[TEXT EXTRACT]
————————

Completely Lost on Matplotlib

Screen Link: https://app.dataquest.io/m/149/guided-project%3A-visualizing-the-gender-gap-in-college-degrees/2/comparing-across-all-degrees

fig = plt.figure(figsize=(16, 20))

## Generate first column of line charts. STEM degrees.
for sp in range(0,18,3):
    cat_index = int(sp/3)
    ax = fig.add_subplot(6,3,sp+1)
    ax.plot(women_degrees['Year'], women_degrees[stem_cats[cat_index]], c=cb_dark_blue, label='Women', linewidth=3)
    ax.plot(women_degrees['Year'], 100-women_degrees[stem_cats[cat_index]], c=cb_orange, label='Men', linewidth=3)
    for key,spine in ax.spines.items():
        spine.set_visible(False)
    ax.set_xlim(1968, 2011)
    ax.set_ylim(0,100)
    ax.set_title(stem_cats[cat_index])
    ax.tick_params(bottom="off", top="off", left="off", right="off")
    
    if cat_index == 0:
        ax.text(2003, 85, 'Women')
        ax.text(2005, 10, 'Men')
    elif cat_index == 5:
        ax.text(2005, 87, 'Men')
        ax.text(2003, 7, 'Women')

## Generate second column of line charts. Liberal arts degrees.
for sp in range(1,16,3):
    cat_index = int((sp-1)/3)
    ax = fig.add_subplot(6,3,sp+1)
    ax.plot(women_degrees['Year'], women_degrees[lib_arts_cats[cat_index]], c=cb_dark_blue, label='Women', linewidth=3)
    ax.plot(women_degrees['Year'], 100-women_degrees[lib_arts_cats[cat_index]], c=cb_orange, label='Men', linewidth=3)
    for key,spine in ax.spines.items():
        spine.set_visible(False)
    ax.set_xlim(1968, 2011)
    ax.set_ylim(0,100)
    ax.set_title(lib_arts_cats[cat_index])
    ax.tick_params(bottom="off", top="off", left="off", right="off")
    
    if cat_index == 0:
        ax.text(2003, 78, 'Women')
        ax.text(2005, 18, 'Men')

## Generate third column of line charts. Other degrees.
for sp in range(2,20,3):
    cat_index = int((sp-2)/3)
    ax = fig.add_subplot(6,3,sp+1)

————————

[ENTRIES PROVIDED]
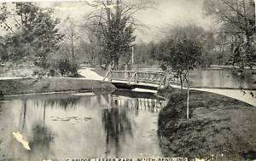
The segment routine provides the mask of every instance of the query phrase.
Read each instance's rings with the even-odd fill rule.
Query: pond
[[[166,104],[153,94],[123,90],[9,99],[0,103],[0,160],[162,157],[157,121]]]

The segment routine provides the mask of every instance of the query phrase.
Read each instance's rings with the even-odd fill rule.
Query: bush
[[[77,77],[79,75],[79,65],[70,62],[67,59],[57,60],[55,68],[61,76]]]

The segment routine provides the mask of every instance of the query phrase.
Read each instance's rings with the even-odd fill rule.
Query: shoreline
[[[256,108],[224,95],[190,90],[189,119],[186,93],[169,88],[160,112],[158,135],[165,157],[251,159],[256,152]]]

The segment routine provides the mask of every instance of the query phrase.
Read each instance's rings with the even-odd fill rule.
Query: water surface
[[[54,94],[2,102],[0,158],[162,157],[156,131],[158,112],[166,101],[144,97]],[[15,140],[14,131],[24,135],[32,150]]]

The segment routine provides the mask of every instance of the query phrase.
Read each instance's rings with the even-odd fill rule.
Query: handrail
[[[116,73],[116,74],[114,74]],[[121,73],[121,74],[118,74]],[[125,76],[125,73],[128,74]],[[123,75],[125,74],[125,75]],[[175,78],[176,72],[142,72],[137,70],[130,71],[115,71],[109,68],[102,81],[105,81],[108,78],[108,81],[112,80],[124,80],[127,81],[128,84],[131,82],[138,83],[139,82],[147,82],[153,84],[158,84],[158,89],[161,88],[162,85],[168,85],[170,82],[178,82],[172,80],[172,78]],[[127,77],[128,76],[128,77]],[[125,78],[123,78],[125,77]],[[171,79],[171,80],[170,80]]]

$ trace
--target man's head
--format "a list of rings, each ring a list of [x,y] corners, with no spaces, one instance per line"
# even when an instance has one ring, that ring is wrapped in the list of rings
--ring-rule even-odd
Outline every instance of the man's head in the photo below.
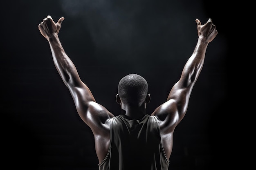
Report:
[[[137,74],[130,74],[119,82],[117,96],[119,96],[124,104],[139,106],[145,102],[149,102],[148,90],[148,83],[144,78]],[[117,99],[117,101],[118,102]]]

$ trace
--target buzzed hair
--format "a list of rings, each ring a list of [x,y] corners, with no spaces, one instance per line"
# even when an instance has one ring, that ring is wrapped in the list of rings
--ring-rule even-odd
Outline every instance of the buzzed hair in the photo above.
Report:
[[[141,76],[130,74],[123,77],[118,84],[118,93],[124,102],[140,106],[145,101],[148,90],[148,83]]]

————————

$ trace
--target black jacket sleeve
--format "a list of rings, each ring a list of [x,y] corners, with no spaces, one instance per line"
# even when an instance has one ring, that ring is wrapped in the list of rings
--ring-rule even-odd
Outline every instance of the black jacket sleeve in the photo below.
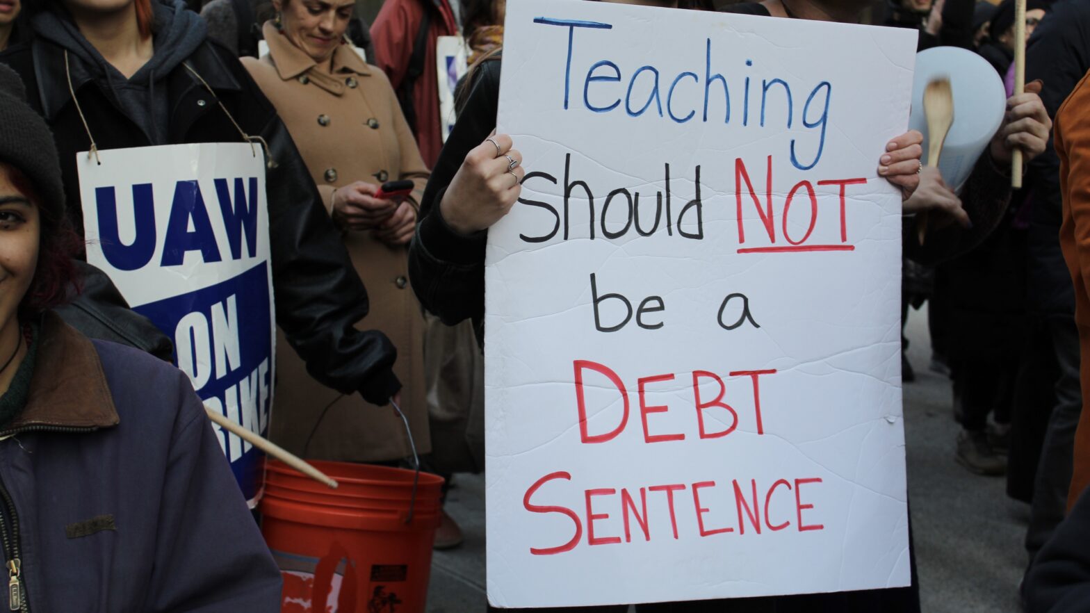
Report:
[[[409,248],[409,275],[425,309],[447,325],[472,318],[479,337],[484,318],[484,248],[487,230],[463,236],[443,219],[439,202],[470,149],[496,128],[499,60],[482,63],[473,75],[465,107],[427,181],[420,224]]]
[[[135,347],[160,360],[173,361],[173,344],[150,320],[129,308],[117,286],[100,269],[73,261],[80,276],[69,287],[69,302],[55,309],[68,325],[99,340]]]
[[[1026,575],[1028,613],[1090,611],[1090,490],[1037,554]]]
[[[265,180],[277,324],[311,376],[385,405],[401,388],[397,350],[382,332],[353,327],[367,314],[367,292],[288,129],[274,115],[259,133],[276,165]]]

————————

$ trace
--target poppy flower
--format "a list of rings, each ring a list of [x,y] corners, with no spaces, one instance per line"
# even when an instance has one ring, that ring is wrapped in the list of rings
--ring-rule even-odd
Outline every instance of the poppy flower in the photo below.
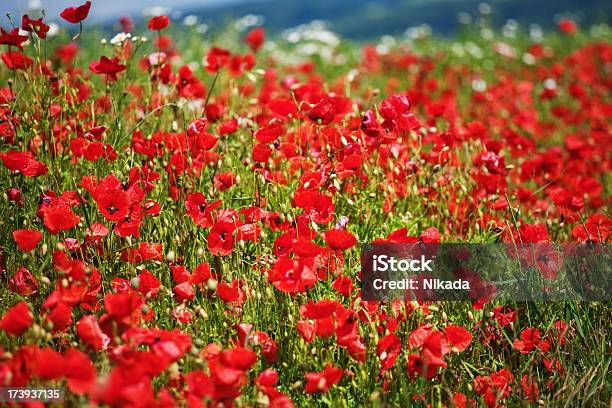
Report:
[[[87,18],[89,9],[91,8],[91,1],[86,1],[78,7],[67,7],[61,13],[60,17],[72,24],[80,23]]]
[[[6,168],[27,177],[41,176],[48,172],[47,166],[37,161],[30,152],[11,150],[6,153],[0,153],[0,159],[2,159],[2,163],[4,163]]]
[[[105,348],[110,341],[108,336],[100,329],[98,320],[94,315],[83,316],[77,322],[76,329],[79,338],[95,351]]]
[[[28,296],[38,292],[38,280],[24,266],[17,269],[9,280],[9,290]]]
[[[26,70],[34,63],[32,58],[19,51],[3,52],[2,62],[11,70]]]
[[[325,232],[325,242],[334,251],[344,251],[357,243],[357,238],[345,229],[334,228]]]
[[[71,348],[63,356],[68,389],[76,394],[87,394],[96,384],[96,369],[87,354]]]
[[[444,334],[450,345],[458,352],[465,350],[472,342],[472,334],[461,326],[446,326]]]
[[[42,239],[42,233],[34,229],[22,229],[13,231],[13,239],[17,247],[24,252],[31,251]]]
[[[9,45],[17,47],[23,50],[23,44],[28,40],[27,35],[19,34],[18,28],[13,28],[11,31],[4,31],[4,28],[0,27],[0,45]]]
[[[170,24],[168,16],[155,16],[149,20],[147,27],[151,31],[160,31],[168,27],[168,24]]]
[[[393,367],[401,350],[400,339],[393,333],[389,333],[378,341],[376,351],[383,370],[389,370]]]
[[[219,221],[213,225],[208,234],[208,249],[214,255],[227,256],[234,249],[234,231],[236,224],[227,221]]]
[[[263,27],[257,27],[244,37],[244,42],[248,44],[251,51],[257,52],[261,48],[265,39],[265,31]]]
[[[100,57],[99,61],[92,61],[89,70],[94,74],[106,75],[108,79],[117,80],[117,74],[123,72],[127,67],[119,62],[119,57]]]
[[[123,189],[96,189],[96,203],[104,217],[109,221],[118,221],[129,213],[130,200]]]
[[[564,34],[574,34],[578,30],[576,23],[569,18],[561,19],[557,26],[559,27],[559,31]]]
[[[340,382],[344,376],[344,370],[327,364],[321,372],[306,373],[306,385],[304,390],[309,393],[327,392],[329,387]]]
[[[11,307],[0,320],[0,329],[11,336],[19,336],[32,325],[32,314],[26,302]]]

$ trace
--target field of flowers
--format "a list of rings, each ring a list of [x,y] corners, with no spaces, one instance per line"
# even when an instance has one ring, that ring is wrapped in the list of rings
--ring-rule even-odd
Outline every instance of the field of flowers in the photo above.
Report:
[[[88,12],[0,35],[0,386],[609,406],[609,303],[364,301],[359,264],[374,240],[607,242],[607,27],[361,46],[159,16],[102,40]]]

————————

[TO-DO LIST]
- A) Transcribe the part of the Matplotlib code that opens with the words containing "ax.set_title(lib_arts_cats[cat_index])" and closes with "ax.text(2005, 18, 'Men')".
- B) Answer these questions from the Matplotlib code:
(i) What figsize value is passed to plt.figure?
(ii) What x-axis limits does ax.set_xlim set for the STEM degree charts?
(iii) In the liberal arts column, at which coordinates is the 'Women' label placed when cat_index is 0?

[TASK RESULTS]
- A)
ax.set_title(lib_arts_cats[cat_index])
    ax.tick_params(bottom="off", top="off", left="off", right="off")
    
    if cat_index == 0:
        ax.text(2003, 78, 'Women')
        ax.text(2005, 18, 'Men')

- B)
(i) (16, 20)
(ii) 1968 to 2011
(iii) (2003, 78)